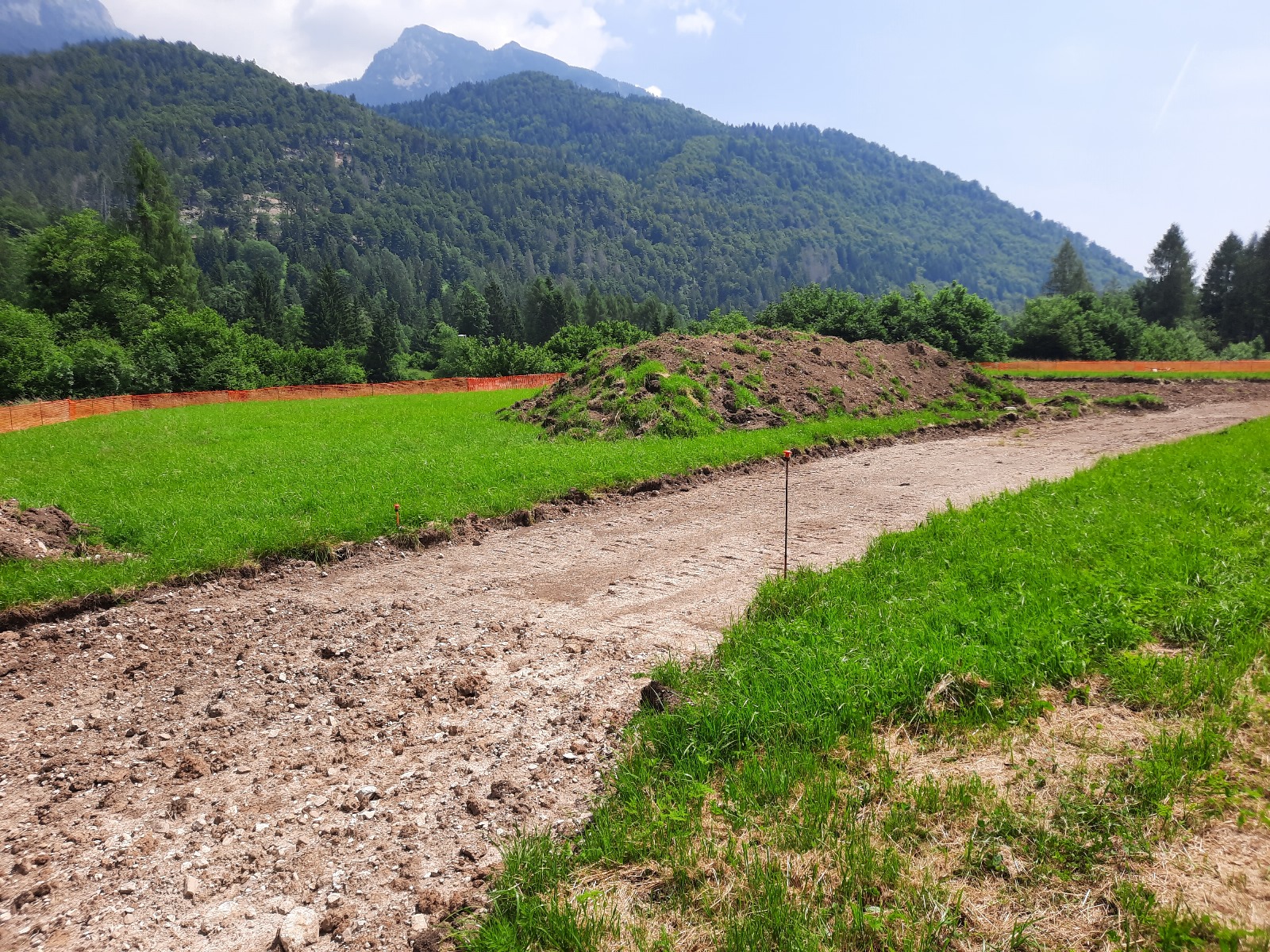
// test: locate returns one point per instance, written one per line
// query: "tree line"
(93, 306)
(522, 178)
(1166, 317)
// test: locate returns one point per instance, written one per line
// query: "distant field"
(200, 488)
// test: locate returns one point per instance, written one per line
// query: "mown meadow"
(761, 809)
(201, 488)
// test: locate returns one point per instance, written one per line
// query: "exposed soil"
(36, 533)
(182, 771)
(1174, 393)
(679, 384)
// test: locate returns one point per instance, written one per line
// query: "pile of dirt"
(36, 533)
(685, 386)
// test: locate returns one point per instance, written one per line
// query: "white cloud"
(321, 41)
(698, 22)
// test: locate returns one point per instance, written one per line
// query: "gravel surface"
(346, 746)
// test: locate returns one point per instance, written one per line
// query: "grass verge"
(766, 809)
(202, 488)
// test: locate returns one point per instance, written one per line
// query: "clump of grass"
(1132, 401)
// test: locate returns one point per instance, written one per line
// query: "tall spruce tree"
(549, 309)
(387, 347)
(505, 317)
(329, 310)
(264, 309)
(1218, 298)
(594, 306)
(1168, 296)
(1253, 287)
(156, 222)
(471, 313)
(1067, 273)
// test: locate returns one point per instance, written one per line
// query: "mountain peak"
(425, 60)
(38, 25)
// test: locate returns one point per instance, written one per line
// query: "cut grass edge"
(797, 838)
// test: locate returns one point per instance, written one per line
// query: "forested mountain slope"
(27, 25)
(522, 177)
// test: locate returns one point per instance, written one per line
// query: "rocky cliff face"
(36, 25)
(425, 60)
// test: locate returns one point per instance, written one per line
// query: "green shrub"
(32, 366)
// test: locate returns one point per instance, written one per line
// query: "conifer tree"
(471, 313)
(264, 308)
(1218, 298)
(387, 347)
(594, 306)
(329, 310)
(1168, 296)
(549, 309)
(1067, 273)
(156, 222)
(505, 319)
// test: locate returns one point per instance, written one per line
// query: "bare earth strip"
(179, 772)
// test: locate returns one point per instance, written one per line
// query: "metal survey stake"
(785, 571)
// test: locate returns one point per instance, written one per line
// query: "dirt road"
(183, 771)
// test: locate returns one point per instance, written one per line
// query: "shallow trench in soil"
(179, 772)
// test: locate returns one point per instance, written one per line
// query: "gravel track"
(179, 772)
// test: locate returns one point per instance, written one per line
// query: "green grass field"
(206, 486)
(760, 812)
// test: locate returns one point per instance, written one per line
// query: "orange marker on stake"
(787, 570)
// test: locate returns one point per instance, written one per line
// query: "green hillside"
(524, 177)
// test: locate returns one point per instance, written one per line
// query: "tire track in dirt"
(181, 772)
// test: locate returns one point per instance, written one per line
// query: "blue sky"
(1115, 118)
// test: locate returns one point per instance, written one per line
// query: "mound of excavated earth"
(677, 385)
(35, 533)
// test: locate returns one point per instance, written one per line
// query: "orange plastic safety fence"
(21, 416)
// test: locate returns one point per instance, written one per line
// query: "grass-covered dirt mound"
(685, 386)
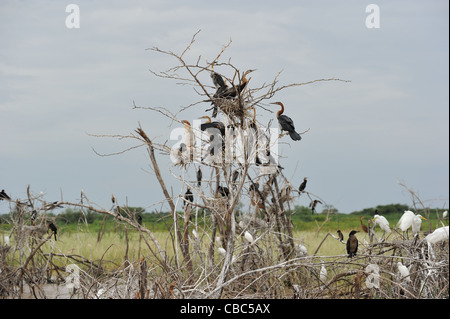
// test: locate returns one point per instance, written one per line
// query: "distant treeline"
(302, 218)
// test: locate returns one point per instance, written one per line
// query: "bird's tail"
(295, 136)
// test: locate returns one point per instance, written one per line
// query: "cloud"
(390, 122)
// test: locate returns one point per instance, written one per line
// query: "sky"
(389, 123)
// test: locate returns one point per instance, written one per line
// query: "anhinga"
(341, 235)
(303, 185)
(4, 196)
(188, 197)
(223, 191)
(53, 228)
(313, 205)
(352, 244)
(286, 123)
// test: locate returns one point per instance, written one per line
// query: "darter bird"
(199, 177)
(352, 244)
(313, 205)
(286, 123)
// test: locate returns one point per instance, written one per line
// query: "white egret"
(406, 220)
(440, 234)
(409, 219)
(382, 222)
(417, 223)
(404, 272)
(248, 237)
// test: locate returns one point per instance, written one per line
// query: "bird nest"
(232, 107)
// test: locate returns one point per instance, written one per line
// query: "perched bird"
(4, 196)
(53, 228)
(286, 123)
(313, 205)
(382, 222)
(217, 79)
(406, 220)
(248, 237)
(439, 234)
(341, 235)
(409, 219)
(227, 92)
(209, 126)
(199, 177)
(352, 244)
(417, 223)
(223, 191)
(404, 272)
(235, 176)
(33, 216)
(256, 202)
(222, 251)
(188, 197)
(303, 185)
(363, 227)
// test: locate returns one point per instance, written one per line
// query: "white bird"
(382, 222)
(440, 234)
(248, 237)
(323, 273)
(417, 223)
(221, 251)
(404, 272)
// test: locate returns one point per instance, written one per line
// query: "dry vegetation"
(216, 260)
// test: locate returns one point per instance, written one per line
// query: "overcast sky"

__________

• **Problem details**:
Extract every line from the listing above that contains the string "earth".

• **Result of the task**:
// query: "bare earth strip"
// query: "mound of excavated earth"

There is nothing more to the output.